• [Description of the task]: Go through the data below and copy it exactly, skipping every picture.

[Recorded data]
========

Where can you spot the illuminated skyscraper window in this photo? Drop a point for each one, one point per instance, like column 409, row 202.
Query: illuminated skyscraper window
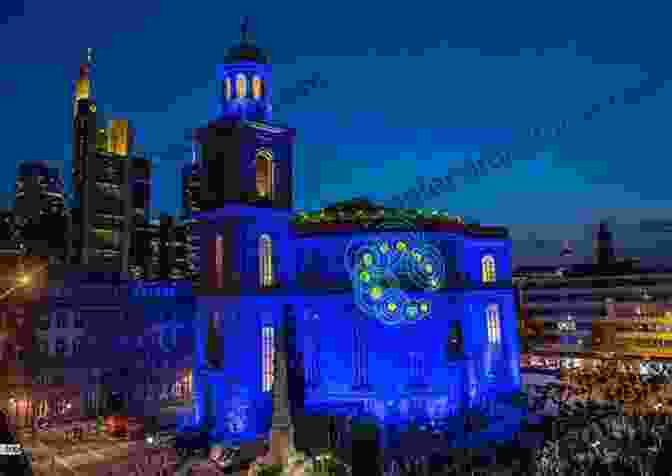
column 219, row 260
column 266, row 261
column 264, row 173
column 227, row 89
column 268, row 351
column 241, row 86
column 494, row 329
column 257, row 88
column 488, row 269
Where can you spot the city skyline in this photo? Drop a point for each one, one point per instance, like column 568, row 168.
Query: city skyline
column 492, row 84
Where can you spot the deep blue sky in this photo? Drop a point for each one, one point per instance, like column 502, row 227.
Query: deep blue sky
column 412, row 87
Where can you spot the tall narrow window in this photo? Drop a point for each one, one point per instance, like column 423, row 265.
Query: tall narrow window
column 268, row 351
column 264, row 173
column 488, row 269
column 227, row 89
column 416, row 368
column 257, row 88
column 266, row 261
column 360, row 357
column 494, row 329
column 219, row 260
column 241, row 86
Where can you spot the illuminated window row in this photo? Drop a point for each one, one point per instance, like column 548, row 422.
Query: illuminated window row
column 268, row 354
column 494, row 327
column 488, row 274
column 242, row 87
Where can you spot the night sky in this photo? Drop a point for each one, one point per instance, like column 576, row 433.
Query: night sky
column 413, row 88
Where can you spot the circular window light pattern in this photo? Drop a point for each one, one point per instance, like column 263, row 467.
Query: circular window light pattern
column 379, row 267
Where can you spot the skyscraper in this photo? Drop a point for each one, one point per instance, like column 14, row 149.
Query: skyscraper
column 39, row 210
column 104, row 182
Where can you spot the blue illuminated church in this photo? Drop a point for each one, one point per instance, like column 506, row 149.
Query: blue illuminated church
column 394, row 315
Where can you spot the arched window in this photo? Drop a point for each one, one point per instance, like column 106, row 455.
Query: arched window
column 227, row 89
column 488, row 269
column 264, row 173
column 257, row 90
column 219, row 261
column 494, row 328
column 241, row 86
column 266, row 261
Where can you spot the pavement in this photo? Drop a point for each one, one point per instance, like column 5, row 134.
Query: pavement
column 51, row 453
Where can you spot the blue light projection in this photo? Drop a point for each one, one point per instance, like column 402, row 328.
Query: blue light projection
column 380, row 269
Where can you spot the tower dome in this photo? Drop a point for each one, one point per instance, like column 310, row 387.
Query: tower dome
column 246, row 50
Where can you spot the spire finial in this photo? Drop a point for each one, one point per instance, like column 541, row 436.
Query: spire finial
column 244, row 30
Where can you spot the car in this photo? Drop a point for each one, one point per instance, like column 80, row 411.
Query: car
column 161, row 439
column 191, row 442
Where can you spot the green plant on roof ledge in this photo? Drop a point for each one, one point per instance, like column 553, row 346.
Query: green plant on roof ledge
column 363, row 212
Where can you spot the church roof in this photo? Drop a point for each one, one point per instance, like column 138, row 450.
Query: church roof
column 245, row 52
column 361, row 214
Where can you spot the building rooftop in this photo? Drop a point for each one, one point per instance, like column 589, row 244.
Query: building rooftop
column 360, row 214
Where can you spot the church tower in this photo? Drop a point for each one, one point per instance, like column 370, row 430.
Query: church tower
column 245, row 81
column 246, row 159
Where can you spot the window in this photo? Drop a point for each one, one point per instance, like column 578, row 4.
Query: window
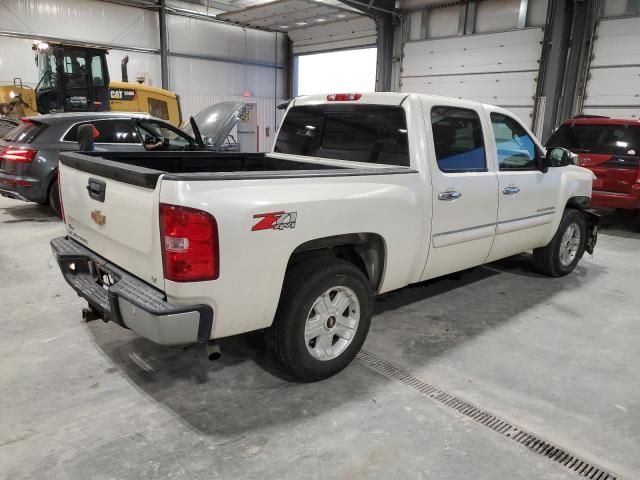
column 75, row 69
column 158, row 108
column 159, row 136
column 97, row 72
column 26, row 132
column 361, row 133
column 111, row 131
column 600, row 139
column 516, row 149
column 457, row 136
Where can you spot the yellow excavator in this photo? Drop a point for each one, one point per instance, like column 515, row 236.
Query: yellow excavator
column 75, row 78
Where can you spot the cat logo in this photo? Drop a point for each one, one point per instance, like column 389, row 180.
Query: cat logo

========

• [Full output]:
Where can you spot the illuminated skyscraper window in this photo? Drop a point for each one, one point per instance, like column 409, row 202.
Query: illuminated skyscraper window
column 219, row 260
column 266, row 261
column 264, row 173
column 227, row 89
column 268, row 351
column 241, row 86
column 494, row 329
column 257, row 88
column 488, row 269
Where can you spot the city skyline in this photo? Drop a point for each one, one point per instance, like column 568, row 168.
Query: city skyline
column 492, row 84
Where can you spot the deep blue sky in this photo? Drop a point for each one, one point per instance, like column 502, row 227.
Query: deep blue sky
column 412, row 87
Where can you spot the tall narrow window in this photo? Drop a point for each one, one point per instance, like column 423, row 265.
Query: tall narrow window
column 268, row 351
column 264, row 173
column 488, row 269
column 227, row 89
column 416, row 368
column 257, row 88
column 266, row 261
column 360, row 357
column 494, row 329
column 219, row 260
column 241, row 86
Where can you spot the illuminated window row in this photo? Drop a point for each one, one point per instance, like column 548, row 422.
Query: illuminated window row
column 268, row 354
column 494, row 327
column 488, row 274
column 242, row 87
Where can you spot the night sky in this photo? Drop a point for each one, one point per instance, like column 576, row 433.
Query: night sky
column 413, row 88
Where can you spot the circular window light pattern in this photo? Drop a point for each one, one point per instance, like column 263, row 467.
Query: circular window light pattern
column 379, row 267
Where can you spot the skyscraper in this photo? Drop a point for each one, one point per instance, like column 14, row 149.
Query: skyscraper
column 39, row 210
column 104, row 182
Where can you spot the blue illuminated church in this photo? Drop a point for each one, one point per instance, like column 506, row 149.
Query: blue illuminated church
column 394, row 315
Where can you spot the arched window in this photo? Drop a point for each one, one point per instance, like column 106, row 455.
Query: arched window
column 227, row 89
column 488, row 269
column 264, row 173
column 257, row 90
column 219, row 261
column 494, row 328
column 241, row 86
column 266, row 261
Where can you spot the pavement in this photo? Drop a point for each one, one point per instance, like column 5, row 134.
Query: pavement
column 51, row 453
Where can you spot the blue light projection in this photo? Drop a point for each one, one point per instance, like column 402, row 328.
Query: blue light projection
column 380, row 269
Where can you spot the tower dome in this photo? Drop a point for each one, one point per instance, like column 310, row 387.
Query: tower dome
column 246, row 50
Where can you spot the spire finial in this photo? Drop a point for each one, one point per instance, like column 541, row 436.
Query: spire finial
column 244, row 30
Where can you spot the car in this photo? Drop a point for each one, one point per instance, like column 80, row 411.
Query: car
column 161, row 439
column 191, row 442
Where can you spot the green plant on roof ledge in this photo? Drop a point for each one, one point per instance, like column 553, row 346.
Query: green plant on roof ledge
column 363, row 212
Where can you spot the church roof in this photo? Drop a point for each one, one point per instance, like column 138, row 450.
Query: church roof
column 245, row 52
column 361, row 214
Where can you spot the building rooftop in this photo? Drop a point for each one, one point per instance, like column 589, row 244.
Query: building rooftop
column 360, row 214
Where can you spot the church tower in this photo? Drop a point for each one, one point per instance, like column 370, row 430.
Query: church tower
column 245, row 81
column 246, row 159
Where can you spot the window in this photo? Drop a point for each one, one point per instance, like column 578, row 4.
Query: window
column 75, row 69
column 158, row 108
column 159, row 136
column 97, row 72
column 26, row 132
column 361, row 133
column 111, row 131
column 600, row 139
column 516, row 149
column 457, row 136
Where can you spot the yellow excavator in this photo? Drop a point for each one, one point per instance, like column 515, row 236.
Query: yellow excavator
column 75, row 78
Where can you spot the cat logo in this photo? Drop a point for each one, one point per instance, like column 389, row 180.
Query: cat logo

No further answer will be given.